Extract every line below that contains the string "side". Case matters.

**EXERCISE INPUTS:**
== == ==
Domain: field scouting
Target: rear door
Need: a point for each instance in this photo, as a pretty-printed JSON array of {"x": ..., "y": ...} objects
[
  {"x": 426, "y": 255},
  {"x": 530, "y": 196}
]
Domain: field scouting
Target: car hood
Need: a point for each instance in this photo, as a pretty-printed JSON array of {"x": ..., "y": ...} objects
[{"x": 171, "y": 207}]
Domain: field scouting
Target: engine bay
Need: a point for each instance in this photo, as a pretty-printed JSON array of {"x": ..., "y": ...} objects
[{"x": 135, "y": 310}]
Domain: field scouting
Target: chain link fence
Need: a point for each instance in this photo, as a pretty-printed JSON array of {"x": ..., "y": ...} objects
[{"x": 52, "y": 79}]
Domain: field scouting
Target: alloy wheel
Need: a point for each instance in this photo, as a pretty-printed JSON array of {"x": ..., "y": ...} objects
== == ==
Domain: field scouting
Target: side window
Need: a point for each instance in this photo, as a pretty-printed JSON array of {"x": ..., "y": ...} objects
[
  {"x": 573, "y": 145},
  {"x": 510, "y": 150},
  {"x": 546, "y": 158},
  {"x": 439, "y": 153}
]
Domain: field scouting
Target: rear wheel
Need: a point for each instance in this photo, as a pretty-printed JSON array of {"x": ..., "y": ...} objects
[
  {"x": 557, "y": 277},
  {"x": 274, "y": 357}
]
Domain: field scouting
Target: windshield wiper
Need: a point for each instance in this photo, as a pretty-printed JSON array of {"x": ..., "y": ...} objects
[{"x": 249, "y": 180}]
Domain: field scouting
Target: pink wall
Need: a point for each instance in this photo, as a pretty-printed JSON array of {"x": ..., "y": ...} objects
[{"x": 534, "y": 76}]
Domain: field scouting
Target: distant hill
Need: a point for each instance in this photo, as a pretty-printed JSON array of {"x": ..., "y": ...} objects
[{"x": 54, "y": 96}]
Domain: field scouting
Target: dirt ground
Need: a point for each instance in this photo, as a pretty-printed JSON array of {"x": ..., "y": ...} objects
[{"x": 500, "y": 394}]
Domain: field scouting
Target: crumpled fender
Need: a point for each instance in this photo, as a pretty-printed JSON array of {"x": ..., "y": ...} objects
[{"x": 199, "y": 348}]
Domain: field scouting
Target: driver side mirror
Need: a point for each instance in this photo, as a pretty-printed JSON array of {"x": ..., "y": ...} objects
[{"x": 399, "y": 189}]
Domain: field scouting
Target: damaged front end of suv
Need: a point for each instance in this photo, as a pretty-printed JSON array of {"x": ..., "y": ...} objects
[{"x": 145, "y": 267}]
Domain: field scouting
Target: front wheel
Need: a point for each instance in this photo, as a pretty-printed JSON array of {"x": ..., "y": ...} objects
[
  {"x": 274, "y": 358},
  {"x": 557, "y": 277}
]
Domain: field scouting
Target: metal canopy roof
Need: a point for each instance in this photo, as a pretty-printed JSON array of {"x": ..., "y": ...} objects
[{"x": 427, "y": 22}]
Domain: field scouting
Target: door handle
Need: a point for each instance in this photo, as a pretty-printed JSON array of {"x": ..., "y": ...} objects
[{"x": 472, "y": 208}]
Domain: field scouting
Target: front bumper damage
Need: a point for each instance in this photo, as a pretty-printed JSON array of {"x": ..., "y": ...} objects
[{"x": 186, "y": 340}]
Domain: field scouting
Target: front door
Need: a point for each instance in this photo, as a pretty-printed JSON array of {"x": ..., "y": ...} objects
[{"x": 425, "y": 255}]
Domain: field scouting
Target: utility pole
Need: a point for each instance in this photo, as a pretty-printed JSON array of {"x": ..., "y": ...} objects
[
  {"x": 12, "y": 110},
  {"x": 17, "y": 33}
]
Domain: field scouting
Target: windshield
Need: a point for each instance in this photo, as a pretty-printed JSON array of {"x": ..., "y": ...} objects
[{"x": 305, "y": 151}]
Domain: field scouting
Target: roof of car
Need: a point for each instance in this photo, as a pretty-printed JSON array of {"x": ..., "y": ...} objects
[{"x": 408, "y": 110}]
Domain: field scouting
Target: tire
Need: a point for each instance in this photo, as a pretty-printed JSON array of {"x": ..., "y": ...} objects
== == ==
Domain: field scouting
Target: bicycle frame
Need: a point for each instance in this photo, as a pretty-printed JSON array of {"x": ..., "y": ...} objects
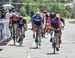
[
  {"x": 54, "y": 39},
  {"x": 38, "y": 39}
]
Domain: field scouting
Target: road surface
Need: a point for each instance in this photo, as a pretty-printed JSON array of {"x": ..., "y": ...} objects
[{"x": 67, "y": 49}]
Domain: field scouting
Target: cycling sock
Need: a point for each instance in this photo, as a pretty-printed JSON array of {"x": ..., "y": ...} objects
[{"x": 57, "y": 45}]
== == ==
**RESPONSE FOR THIS EXERCISE:**
Target: side window
Target: driver side mirror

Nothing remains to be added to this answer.